[Opening INPUT RECORDS section]

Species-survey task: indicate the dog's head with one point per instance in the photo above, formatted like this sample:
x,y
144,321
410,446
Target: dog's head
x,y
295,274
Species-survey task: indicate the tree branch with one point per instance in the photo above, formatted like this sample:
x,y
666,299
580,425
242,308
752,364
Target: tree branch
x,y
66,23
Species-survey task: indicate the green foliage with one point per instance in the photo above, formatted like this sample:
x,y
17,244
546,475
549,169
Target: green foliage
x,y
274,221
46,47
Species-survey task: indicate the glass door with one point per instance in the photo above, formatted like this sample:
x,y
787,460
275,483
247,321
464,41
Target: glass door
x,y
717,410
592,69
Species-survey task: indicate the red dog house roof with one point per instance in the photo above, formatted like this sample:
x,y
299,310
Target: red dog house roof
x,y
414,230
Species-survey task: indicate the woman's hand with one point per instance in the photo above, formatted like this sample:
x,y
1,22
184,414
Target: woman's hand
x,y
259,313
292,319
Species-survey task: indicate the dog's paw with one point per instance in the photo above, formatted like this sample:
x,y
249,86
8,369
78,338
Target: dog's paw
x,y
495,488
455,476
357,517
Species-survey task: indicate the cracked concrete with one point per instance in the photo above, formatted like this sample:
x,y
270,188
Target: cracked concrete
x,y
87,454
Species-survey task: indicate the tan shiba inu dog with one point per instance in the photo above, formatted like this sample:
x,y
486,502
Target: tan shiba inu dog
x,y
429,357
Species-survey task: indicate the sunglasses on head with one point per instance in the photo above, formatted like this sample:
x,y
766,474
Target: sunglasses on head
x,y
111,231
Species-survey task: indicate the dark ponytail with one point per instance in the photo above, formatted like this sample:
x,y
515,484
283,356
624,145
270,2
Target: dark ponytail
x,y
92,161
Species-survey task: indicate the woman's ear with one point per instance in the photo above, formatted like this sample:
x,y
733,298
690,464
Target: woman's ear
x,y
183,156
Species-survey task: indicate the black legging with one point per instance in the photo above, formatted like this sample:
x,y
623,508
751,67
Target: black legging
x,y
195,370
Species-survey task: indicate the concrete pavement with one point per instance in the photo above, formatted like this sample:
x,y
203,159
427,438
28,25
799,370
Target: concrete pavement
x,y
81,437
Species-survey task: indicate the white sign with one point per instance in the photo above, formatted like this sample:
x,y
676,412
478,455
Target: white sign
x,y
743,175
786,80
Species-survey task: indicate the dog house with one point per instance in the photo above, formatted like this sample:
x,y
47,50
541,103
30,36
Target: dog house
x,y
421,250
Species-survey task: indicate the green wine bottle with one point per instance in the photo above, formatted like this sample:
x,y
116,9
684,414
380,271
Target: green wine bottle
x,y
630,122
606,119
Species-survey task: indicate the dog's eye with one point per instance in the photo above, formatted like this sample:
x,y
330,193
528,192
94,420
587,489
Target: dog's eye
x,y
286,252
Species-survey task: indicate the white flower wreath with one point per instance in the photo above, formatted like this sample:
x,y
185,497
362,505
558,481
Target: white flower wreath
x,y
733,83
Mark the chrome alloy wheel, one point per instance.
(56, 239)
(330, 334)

[Closing INPUT RECORDS section]
[Opening INPUT RECORDS section]

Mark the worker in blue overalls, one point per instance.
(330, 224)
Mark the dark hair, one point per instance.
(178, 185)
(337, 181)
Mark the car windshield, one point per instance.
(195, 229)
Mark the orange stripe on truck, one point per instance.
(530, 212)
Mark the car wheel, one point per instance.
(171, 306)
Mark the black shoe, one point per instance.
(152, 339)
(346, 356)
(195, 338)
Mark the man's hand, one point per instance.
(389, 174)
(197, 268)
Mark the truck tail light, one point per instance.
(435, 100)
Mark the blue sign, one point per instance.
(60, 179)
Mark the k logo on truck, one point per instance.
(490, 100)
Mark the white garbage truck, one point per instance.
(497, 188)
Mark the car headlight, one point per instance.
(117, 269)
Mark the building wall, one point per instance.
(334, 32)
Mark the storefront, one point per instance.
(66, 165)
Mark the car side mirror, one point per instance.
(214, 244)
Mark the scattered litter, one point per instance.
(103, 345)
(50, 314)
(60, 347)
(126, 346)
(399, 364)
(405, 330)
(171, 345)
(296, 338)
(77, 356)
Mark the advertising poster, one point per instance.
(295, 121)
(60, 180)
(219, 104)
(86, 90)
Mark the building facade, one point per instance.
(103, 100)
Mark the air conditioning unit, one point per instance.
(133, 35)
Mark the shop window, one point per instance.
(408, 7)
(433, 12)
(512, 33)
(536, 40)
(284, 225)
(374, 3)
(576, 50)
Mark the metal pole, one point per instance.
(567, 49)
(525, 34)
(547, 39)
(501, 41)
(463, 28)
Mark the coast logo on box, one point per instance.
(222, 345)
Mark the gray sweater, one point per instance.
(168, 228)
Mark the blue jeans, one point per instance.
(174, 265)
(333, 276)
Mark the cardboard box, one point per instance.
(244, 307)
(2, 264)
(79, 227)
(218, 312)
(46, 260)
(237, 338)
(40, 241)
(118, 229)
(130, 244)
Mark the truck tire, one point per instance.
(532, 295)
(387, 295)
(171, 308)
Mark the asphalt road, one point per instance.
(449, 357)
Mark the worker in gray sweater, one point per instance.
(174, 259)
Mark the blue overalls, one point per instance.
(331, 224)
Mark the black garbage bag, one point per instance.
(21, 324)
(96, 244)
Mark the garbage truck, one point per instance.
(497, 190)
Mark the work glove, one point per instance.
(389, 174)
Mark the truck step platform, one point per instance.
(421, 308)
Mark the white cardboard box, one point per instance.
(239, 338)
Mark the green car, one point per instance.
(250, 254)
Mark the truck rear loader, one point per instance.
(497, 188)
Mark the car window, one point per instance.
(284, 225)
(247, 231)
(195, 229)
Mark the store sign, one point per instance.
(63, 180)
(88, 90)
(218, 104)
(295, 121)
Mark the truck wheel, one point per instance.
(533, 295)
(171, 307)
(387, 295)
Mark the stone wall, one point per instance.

[Closing INPUT RECORDS section]

= EXERCISE PROMPT =
When the line with "Species-survey task: indicate the dog's head" is reached in the data above, start copying there, and copy each line exactly until the line with "Species-survey task: indicate the green foliage" has been copied; copy nothing else.

= ANSWER TO THIS EXERCISE =
Species-survey task: indicate the dog's head with one point per instance in the photo above, formatted like this sample:
x,y
144,321
410,446
Target: dog's head
x,y
295,274
Species-survey task: indicate the tree branch with one point per instance in the photo above, formatted like this sample:
x,y
666,299
580,425
242,308
752,364
Target: tree branch
x,y
66,23
Species-survey task: indicate the green foliage with one point per instance in the photo above, formatted like this sample:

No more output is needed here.